▶ _Work to complete_
Change every "integer pixel" to "whole-number pixel" in the lines below and write them out again, keeping everything else as it is. Leave the pictures out.
------ Data rows ------
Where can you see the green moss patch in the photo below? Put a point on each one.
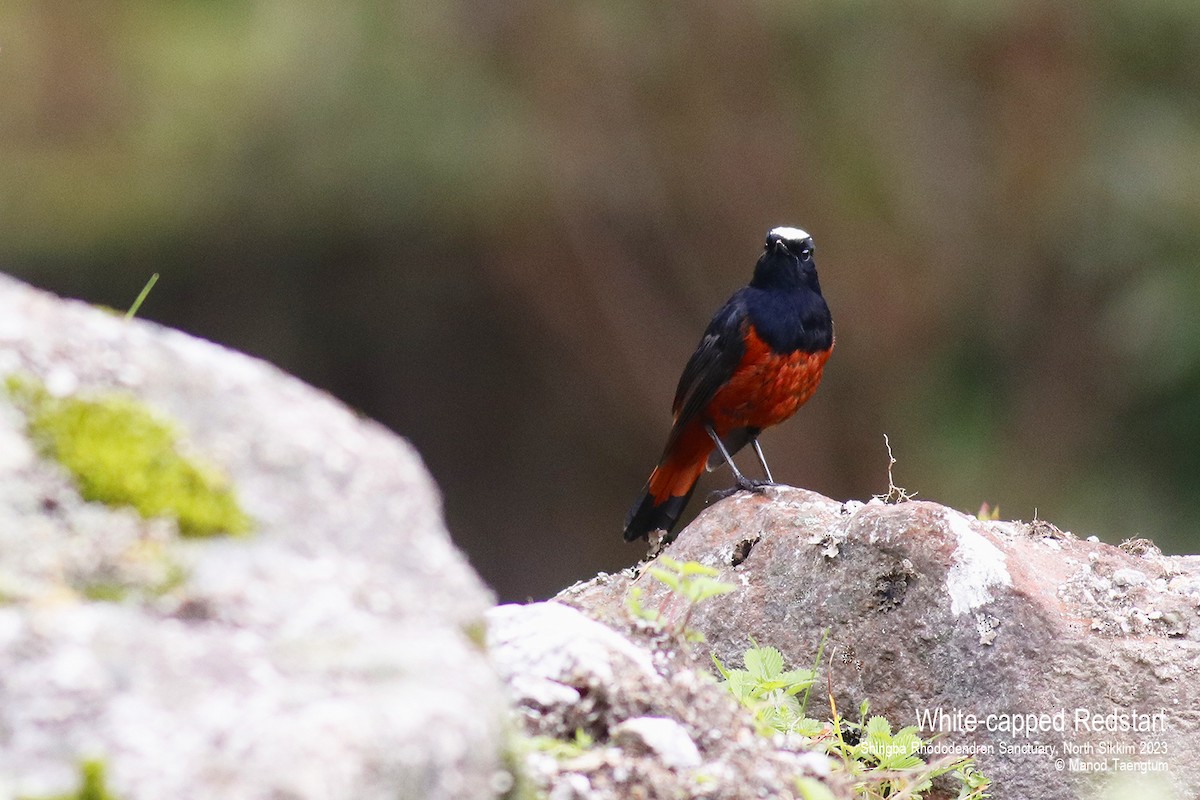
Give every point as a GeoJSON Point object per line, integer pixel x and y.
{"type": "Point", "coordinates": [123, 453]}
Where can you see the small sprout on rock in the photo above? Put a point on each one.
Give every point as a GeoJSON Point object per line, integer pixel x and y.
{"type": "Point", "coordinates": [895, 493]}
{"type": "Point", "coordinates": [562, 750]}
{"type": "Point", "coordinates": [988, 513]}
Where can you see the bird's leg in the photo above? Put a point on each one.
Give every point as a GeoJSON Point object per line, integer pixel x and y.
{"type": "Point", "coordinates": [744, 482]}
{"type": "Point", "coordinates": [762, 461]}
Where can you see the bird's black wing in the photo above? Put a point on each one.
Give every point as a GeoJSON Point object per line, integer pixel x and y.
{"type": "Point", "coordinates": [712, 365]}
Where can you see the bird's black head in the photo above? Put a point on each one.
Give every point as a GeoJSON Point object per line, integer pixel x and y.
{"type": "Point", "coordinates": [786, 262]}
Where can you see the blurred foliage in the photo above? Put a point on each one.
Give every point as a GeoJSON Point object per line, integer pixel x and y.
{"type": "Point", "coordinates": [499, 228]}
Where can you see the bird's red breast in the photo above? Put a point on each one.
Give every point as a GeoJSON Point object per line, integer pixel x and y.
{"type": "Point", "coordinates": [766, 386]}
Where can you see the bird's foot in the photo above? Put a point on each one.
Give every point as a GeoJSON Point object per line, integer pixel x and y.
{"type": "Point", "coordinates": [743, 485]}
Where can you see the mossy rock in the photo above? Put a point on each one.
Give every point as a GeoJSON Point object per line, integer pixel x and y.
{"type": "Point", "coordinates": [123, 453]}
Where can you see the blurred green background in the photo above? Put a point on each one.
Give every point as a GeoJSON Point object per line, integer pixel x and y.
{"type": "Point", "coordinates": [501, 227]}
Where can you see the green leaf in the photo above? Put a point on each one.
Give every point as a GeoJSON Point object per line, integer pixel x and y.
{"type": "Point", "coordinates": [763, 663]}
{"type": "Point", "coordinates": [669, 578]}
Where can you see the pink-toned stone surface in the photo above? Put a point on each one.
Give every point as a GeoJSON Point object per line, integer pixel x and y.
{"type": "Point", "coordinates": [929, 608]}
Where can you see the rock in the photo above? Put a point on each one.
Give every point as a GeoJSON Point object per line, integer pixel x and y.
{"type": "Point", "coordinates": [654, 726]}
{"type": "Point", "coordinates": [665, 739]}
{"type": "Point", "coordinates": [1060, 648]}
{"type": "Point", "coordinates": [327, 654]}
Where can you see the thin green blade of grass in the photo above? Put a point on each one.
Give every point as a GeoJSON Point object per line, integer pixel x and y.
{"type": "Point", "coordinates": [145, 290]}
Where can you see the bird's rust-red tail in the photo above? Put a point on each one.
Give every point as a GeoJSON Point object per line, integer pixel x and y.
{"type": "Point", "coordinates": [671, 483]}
------
▶ _Solution below_
Where can you see the green moss patch in the photo below? Put a point on each one.
Give every point as a GeoJSON Point object per line, whole-number pixel x and y.
{"type": "Point", "coordinates": [123, 453]}
Where can you see the small sprout on rock in the photo above? Put a point on each one.
Give every point as a GeoJSON Point object per line, whole-number pixel x and y.
{"type": "Point", "coordinates": [895, 493]}
{"type": "Point", "coordinates": [562, 750]}
{"type": "Point", "coordinates": [988, 513]}
Where can you see the bird's leg in the photo above? Put a point on each one.
Give every point as a GeoJSON Point object per line, whole-number pixel x and y.
{"type": "Point", "coordinates": [744, 482]}
{"type": "Point", "coordinates": [762, 461]}
Where can you see the bird's black wing in the photo above? Put a point on each one.
Give every point as a GeoJSON Point object per line, whole-number pixel x and y.
{"type": "Point", "coordinates": [712, 365]}
Where can you see the bird's black head in the photo above? Put a point on each one.
Give every point as a GeoJSON Point object per line, whole-number pixel x and y.
{"type": "Point", "coordinates": [786, 262]}
Where can you see the blurred foliage in the photo above? Put a point on each one.
Give every point as a GeoJSON Point object per line, whole-number pixel x and y.
{"type": "Point", "coordinates": [499, 228]}
Where can you see the bird's red breast in the photo above? Put a point on each one.
Give every point as a GeoJSON Point object per line, whole-number pixel x and y.
{"type": "Point", "coordinates": [766, 386]}
Where can you see the bird's foot in the photo above? Put a point on each one.
Give every point as a GeoJSON Point object per line, whole-number pixel x and y.
{"type": "Point", "coordinates": [743, 485]}
Where can you see the mossy rock in the photo above? Put a point on each one.
Give every point as a GeoJSON Point object per line, whole-number pixel x and y.
{"type": "Point", "coordinates": [123, 453]}
Where can you see the blurred green background in the photo above? Put a point on each one.
Give every point as a GeoJSON Point object per line, whole-number pixel x and y.
{"type": "Point", "coordinates": [501, 227]}
Where can you see the green leaf in the photo above? Put a point on each one.
Give every point as a GeoJSON Point object per line, whole-number pixel x and y.
{"type": "Point", "coordinates": [763, 663]}
{"type": "Point", "coordinates": [669, 578]}
Where can you see the pink-toned stone surface in the photo above? Put a point on each one.
Give every point as a GeoJSON Point object per line, whole-number pixel x and y.
{"type": "Point", "coordinates": [929, 608]}
Where can you see the rock in the photo above? Put a point on each one.
Give every point as a GeoJSON Point object per line, whole-number pixel x and y.
{"type": "Point", "coordinates": [654, 726]}
{"type": "Point", "coordinates": [665, 739]}
{"type": "Point", "coordinates": [1060, 648]}
{"type": "Point", "coordinates": [327, 654]}
Where can you see the thin green blade of grass in the photo above? Put a point on each one.
Give every point as a GeoJSON Point object per line, whole-number pixel x and y.
{"type": "Point", "coordinates": [145, 290]}
Where can you see the bird's rust-red tail in the photo above? Put a point on each one.
Give every point as a GeoJSON Point object per line, whole-number pixel x and y.
{"type": "Point", "coordinates": [671, 483]}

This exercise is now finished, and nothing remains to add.